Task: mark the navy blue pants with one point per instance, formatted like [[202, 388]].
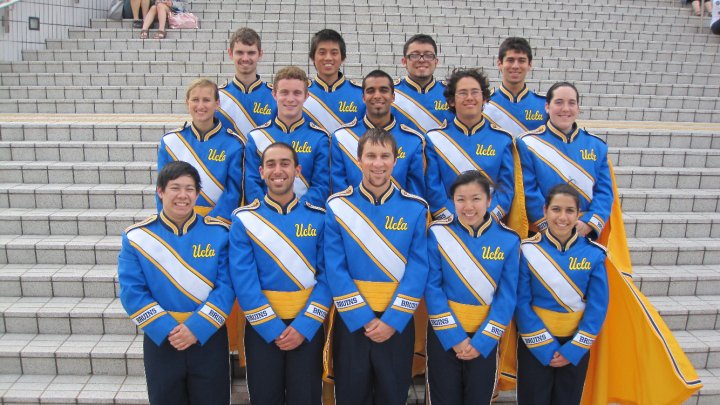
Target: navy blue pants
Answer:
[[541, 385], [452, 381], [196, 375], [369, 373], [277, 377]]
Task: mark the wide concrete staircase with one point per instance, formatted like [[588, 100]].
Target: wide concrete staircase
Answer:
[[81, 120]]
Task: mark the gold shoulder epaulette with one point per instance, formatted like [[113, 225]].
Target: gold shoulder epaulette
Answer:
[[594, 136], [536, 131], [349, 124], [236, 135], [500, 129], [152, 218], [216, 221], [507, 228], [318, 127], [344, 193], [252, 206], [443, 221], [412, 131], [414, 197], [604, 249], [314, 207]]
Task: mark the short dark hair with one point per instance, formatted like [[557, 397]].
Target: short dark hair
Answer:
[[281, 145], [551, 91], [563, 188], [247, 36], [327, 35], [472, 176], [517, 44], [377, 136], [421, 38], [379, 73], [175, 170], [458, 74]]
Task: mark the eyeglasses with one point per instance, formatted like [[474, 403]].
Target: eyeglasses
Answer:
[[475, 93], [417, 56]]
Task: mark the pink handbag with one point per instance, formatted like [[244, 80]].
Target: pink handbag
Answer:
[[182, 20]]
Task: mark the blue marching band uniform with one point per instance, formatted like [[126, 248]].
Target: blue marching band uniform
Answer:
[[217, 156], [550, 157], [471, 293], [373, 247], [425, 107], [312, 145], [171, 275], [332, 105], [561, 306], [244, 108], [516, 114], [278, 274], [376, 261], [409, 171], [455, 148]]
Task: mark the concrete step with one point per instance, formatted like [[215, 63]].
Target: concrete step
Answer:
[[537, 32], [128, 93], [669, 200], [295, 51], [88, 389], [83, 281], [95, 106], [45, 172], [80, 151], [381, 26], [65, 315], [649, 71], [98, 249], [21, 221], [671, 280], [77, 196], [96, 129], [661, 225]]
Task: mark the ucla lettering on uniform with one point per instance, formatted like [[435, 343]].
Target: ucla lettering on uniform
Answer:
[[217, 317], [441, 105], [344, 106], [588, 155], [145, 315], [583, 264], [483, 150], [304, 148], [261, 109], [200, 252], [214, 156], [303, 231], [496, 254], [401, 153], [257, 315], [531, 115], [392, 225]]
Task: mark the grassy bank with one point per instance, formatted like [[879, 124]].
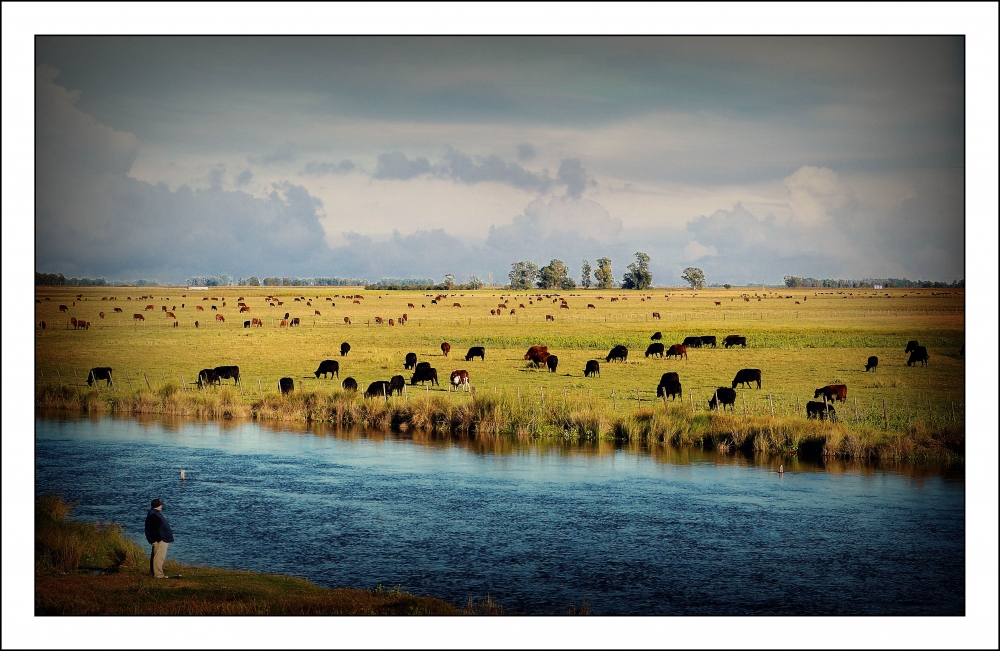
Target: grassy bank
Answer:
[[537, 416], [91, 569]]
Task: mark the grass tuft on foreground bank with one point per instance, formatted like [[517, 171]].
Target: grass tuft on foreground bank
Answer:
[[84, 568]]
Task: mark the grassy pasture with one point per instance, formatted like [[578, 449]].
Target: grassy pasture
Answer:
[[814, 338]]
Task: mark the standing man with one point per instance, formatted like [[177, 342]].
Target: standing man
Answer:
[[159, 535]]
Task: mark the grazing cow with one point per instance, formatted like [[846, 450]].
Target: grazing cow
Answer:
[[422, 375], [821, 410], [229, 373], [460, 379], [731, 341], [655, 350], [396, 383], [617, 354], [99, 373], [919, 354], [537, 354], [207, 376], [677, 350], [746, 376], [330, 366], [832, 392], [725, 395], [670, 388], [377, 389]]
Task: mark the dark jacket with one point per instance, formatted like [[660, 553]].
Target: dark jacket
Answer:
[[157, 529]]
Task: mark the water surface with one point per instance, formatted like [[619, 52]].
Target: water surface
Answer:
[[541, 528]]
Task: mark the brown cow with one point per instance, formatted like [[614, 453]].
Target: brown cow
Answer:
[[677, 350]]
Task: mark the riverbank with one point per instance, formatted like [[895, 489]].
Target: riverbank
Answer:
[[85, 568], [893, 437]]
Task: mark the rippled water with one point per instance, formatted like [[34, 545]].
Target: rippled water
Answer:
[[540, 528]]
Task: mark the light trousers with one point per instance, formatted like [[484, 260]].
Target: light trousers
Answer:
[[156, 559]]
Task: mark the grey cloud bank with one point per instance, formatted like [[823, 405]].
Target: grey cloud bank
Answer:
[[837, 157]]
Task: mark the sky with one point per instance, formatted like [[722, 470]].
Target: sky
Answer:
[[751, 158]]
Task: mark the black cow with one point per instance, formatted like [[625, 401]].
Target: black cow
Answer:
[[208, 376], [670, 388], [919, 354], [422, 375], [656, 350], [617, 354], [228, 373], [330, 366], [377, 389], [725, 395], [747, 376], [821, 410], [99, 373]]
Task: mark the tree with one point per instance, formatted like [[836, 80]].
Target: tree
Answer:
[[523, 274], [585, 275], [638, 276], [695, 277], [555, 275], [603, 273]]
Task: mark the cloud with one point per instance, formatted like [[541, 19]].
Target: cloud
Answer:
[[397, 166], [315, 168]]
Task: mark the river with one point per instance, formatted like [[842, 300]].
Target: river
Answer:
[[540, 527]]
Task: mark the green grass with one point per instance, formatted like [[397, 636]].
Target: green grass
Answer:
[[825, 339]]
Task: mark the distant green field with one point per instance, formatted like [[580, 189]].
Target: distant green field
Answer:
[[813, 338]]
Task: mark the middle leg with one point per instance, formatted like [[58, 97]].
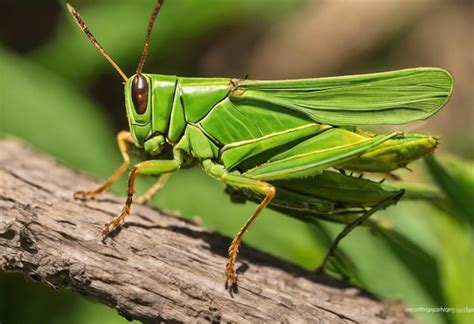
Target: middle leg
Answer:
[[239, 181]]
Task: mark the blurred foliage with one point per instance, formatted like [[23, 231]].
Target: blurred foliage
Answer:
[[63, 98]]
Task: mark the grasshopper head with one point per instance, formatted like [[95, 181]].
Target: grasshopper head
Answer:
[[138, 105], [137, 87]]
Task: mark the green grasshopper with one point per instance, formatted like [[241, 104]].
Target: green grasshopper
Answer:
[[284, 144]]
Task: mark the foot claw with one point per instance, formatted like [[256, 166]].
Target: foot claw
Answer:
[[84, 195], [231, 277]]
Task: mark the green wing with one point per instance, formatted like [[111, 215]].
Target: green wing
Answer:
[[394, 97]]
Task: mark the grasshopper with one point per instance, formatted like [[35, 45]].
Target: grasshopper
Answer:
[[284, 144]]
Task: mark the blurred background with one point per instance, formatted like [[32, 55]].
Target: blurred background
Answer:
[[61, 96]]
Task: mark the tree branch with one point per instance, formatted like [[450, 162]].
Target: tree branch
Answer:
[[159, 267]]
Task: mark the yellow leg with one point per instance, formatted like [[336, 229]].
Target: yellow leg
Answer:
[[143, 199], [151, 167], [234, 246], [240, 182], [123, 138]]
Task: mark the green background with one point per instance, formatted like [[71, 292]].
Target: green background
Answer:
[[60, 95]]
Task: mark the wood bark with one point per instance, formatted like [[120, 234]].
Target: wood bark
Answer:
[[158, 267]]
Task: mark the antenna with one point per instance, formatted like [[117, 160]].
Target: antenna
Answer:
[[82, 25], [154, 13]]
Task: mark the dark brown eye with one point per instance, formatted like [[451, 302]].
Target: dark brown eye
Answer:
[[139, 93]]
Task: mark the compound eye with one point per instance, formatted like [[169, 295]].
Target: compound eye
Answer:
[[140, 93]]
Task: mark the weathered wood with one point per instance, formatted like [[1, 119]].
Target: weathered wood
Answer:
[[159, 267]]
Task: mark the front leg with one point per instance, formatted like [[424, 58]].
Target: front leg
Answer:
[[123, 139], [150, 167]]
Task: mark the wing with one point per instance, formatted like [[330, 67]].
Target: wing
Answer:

= = = = =

PROBLEM STATEMENT:
Please print all of the records above again line for line, leaving out the pictures.

SOLUTION TO THE EXERCISE:
Task: mark the navy blue pants with one point per instance, formatted like [[202, 388]].
Target: navy blue pants
Answer:
[[541, 385], [452, 381], [196, 375], [369, 373], [277, 377]]
Task: mark the wide concrete staircase with one point per instance, formatted like [[588, 100]].
Target: wide concrete staircase
Answer:
[[81, 120]]
Task: mark the gold shoulder epaulette with one point per instance, formatted like [[113, 225]].
Target: gold shoulder epaulette
Answer:
[[594, 136], [536, 131], [349, 124], [236, 135], [500, 129], [152, 218], [216, 221], [507, 228], [318, 127], [344, 193], [252, 206], [443, 221], [412, 131], [414, 197], [604, 249], [314, 207]]
Task: mark the short dark hair with one point per instance, formatted like [[557, 397]].
Target: short dark hair
Answer:
[[281, 145], [551, 91], [563, 188], [247, 36], [327, 35], [472, 176], [517, 44], [377, 136], [421, 38], [379, 73], [175, 170], [458, 74]]
Task: mark the eyeglasses with one point per instance, formatted like [[474, 403]].
Target: eyeglasses
Answer:
[[475, 93], [417, 56]]
Task: mark the pink handbag with one point per instance, formatted like [[244, 80]].
Target: pink handbag
Answer:
[[182, 20]]
Task: mark the blue marching band uniform with one point per instance, formatted like [[126, 248]].
Target: blue marching band uniform
Answer:
[[217, 156], [550, 157], [471, 293], [373, 247], [425, 107], [312, 145], [171, 275], [332, 105], [561, 306], [244, 108], [516, 114], [278, 274], [376, 261], [409, 171], [455, 148]]
Task: mark the concrete step with one point per instance, formatted like [[215, 63]].
Target: concrete step
Answer:
[[537, 32], [128, 93], [669, 200], [295, 51], [88, 389], [83, 281], [95, 106], [45, 172], [80, 151], [381, 26], [65, 315], [649, 71], [98, 249], [21, 221], [671, 280], [77, 196], [96, 129], [661, 225]]
Task: mark the ucla lettering on uniform with one point per instance, formatted like [[435, 343]].
Target: ucla lettering on uniform
Answer:
[[217, 317], [441, 105], [344, 106], [588, 155], [145, 315], [583, 264], [483, 150], [304, 148], [261, 109], [200, 252], [214, 156], [303, 231], [496, 254], [401, 153], [257, 315], [531, 115], [392, 225]]
Task: mark the grassy bank with one point per instance, formatted like [[879, 124]].
Target: grassy bank
Answer:
[[537, 416], [91, 569]]
Task: mark the grass tuft on foreground bank with one point per instance, formatted like [[517, 171]].
Target: grass tuft on foreground bank
Answer:
[[84, 568]]
Task: mark the grassy pasture with one point per instance, formatted like [[578, 449]].
Target: grassy pasture
Answer:
[[814, 338]]
Task: mark the standing man with one point per instance, formatted like [[177, 342]].
Target: standing man
Answer:
[[159, 535]]
Task: mark the grazing cow with one point per instance, formatted like [[846, 450]].
Target: grazing cow
Answer:
[[422, 375], [821, 410], [229, 373], [460, 379], [731, 341], [655, 350], [396, 383], [617, 354], [99, 373], [919, 354], [537, 354], [207, 376], [677, 350], [746, 376], [330, 366], [832, 392], [725, 395], [670, 388], [377, 389]]
Task: mark the dark jacket with one point per instance, formatted like [[660, 553]].
Target: dark jacket
Answer:
[[157, 529]]
Task: mark the water surface with one point per instance, formatted like [[619, 52]].
Target: water surface
Answer:
[[541, 528]]
Task: mark the brown cow with one point per instance, formatted like [[614, 453]].
Target: brown cow
Answer:
[[677, 350]]
Task: mark the riverbank with one point per instance, formatted like [[895, 489]].
Target: riverbank
Answer:
[[85, 568], [893, 437]]
Task: mark the rippled water with one point per instance, formatted like [[34, 545]].
Target: rippled water
Answer:
[[540, 528]]
Task: mark the light trousers with one point per instance, formatted like [[484, 260]].
Target: light trousers
Answer:
[[156, 559]]
Task: mark the grey cloud bank with one point per instance, formatted like [[823, 405]].
Target: grey cloud bank
Answer:
[[837, 157]]
Task: mark the sky with one point per instance, formatted like [[722, 470]].
Target: sky
Answer:
[[751, 158]]
Task: mark the black cow with one point per instance, formatted like [[625, 401]].
Target: black cow
Answer:
[[208, 376], [670, 388], [919, 354], [422, 375], [656, 350], [617, 354], [228, 373], [330, 366], [377, 389], [725, 395], [747, 376], [821, 410], [99, 373]]
Task: mark the tree with one point per instance, formatted like [[836, 80]].
Target: tree
Answer:
[[523, 274], [585, 275], [638, 276], [695, 277], [555, 275], [603, 273]]
Task: mark the cloud with one point per instance, formatted like [[541, 19]].
Target: cloud
Answer:
[[397, 166], [315, 168]]
Task: mark the river with one point per instance, formatted like [[842, 300]].
Target: river
Answer:
[[540, 527]]
Task: mark the green grass with one point per instance, formatted like [[397, 636]].
Target: green grass
Answer:
[[825, 339]]
Task: mark the distant green field with one point per instance, formatted like [[580, 189]].
Target: distant green field
Answer:
[[813, 338]]
Task: mark the middle leg with one point per instance, formatted like [[58, 97]].
Target: middle leg
Answer:
[[239, 181]]
Task: mark the blurred foliage with one point per instance, formatted like [[23, 231]].
Target: blurred foliage
Answer:
[[63, 98]]
Task: mark the grasshopper head with one point per instance, formatted like [[95, 181]].
Target: grasshopper head
Answer:
[[138, 105], [137, 87]]
Task: mark the green grasshopper with one point per instance, formatted like [[241, 104]].
Target: green grasshopper
Answer:
[[284, 144]]
Task: mark the foot claw with one point per instance, formatted like [[256, 166]].
Target: foot claw
Answer:
[[84, 195], [231, 277]]
Task: mark the green wing with one point per instance, formatted like [[111, 215]].
Target: green wing
Answer:
[[394, 97]]
Task: mark the grasshopper with one point per instance, formatted like [[35, 45]].
Target: grasshopper
Answer:
[[284, 144]]
Task: mark the blurred background with one point per instance, formatted like [[32, 55]].
Target: blurred background
Answer:
[[61, 96]]
Task: mark the tree branch with one point per instance, formatted like [[450, 162]].
Target: tree branch
Answer:
[[159, 267]]
Task: mark the yellow leg with one point per instance, formatted like [[336, 229]].
Target: yellow leg
Answer:
[[143, 199], [151, 167], [234, 246], [240, 182], [123, 138]]
Task: mark the green background with one point per instance, formatted like [[71, 292]].
Target: green background
Answer:
[[60, 95]]
Task: mark the wood bark with one point per instance, formatted like [[120, 234]].
Target: wood bark
Answer:
[[158, 267]]
Task: mark the antenna with one point per instance, formatted like [[117, 160]].
Target: antenna
Answer:
[[82, 25], [154, 13]]
Task: mark the dark brown eye with one point per instance, formatted like [[451, 302]].
Target: dark brown eye
Answer:
[[139, 93]]
Task: mark the compound eye with one point per instance, formatted like [[169, 295]].
Target: compound eye
Answer:
[[140, 93]]
Task: mark the weathered wood with one point per instance, formatted like [[1, 119]].
Target: weathered wood
Answer:
[[159, 267]]
Task: mark the front leg with one point per instance, formatted like [[424, 58]].
Target: front leg
Answer:
[[123, 139], [150, 167]]
Task: mark the wing with one point per instance, formatted like [[330, 67]].
Target: wing
Answer:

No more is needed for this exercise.